*** Opening of Available data ***
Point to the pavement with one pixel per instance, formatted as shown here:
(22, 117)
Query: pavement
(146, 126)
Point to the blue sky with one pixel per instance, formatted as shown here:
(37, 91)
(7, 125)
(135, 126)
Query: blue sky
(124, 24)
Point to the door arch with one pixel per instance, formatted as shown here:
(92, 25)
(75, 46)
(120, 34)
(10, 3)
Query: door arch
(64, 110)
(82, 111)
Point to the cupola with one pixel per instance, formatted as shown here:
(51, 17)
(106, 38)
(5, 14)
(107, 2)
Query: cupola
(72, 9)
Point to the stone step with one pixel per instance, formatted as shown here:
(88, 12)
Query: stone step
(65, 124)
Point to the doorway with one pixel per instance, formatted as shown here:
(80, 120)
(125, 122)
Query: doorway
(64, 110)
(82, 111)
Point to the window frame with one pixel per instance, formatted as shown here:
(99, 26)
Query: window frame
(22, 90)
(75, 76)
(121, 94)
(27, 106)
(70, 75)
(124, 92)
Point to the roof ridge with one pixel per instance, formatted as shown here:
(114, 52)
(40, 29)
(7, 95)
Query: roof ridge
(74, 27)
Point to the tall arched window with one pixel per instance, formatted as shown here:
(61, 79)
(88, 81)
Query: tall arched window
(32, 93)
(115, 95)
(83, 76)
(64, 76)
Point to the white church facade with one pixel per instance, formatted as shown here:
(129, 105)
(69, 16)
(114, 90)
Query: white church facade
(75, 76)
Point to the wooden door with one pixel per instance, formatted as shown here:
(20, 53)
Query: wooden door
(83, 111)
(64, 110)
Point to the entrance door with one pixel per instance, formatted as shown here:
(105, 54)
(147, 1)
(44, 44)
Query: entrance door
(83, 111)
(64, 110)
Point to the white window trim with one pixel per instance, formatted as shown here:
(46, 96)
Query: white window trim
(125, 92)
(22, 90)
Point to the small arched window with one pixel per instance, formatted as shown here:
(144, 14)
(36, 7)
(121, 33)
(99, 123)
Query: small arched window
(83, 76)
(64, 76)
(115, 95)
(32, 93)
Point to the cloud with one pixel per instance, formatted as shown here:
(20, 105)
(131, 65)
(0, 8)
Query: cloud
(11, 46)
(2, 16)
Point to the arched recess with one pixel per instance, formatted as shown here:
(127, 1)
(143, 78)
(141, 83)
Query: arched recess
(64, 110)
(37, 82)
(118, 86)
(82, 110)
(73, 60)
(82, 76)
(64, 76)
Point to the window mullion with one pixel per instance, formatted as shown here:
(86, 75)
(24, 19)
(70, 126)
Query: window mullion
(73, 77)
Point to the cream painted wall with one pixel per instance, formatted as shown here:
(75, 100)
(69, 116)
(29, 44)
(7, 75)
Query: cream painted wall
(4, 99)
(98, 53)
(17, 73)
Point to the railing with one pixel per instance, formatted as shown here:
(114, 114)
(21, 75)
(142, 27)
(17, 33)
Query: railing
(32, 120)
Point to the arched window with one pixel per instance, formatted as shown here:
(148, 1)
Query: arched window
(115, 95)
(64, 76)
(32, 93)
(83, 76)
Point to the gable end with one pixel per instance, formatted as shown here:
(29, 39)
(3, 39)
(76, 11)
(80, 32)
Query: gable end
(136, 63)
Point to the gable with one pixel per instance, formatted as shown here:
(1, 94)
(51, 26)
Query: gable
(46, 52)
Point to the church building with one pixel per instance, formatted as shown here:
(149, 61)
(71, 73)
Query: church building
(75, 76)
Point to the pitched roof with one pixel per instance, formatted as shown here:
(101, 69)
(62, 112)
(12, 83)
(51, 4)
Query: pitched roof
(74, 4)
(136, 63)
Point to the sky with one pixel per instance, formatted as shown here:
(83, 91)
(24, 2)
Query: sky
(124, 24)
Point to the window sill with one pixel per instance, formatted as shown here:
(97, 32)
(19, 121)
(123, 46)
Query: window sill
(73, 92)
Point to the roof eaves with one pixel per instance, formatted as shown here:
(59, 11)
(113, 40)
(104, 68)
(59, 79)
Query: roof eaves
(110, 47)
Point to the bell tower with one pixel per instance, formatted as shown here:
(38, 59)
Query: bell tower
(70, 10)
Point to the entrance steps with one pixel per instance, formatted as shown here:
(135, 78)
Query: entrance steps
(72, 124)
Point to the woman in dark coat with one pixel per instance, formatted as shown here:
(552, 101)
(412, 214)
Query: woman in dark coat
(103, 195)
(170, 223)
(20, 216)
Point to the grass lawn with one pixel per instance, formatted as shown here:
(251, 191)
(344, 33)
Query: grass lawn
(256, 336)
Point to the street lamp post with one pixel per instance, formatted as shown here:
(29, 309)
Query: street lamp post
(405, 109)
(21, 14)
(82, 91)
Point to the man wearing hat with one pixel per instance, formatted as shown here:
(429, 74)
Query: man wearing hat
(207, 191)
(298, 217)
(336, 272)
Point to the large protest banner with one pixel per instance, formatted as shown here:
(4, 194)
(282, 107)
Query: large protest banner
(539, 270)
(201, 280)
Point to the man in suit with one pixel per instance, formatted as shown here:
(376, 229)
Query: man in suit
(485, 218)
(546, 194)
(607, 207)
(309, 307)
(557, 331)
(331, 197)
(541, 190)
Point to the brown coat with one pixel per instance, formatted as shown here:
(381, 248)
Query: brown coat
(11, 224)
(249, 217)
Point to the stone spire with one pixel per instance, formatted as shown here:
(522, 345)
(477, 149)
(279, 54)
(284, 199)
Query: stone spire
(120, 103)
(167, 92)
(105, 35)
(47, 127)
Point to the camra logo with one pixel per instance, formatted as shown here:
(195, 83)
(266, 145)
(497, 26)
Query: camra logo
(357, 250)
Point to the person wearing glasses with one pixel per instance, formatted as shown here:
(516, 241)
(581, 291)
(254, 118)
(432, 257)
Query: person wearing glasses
*** Close of Available data ***
* _About this task_:
Would you copy every line of the entries that includes the word "glasses"?

* _Solution to this problem_:
Point to the person wearing glasses with one pixel per instance, formatted as shown here:
Query: person wearing glasses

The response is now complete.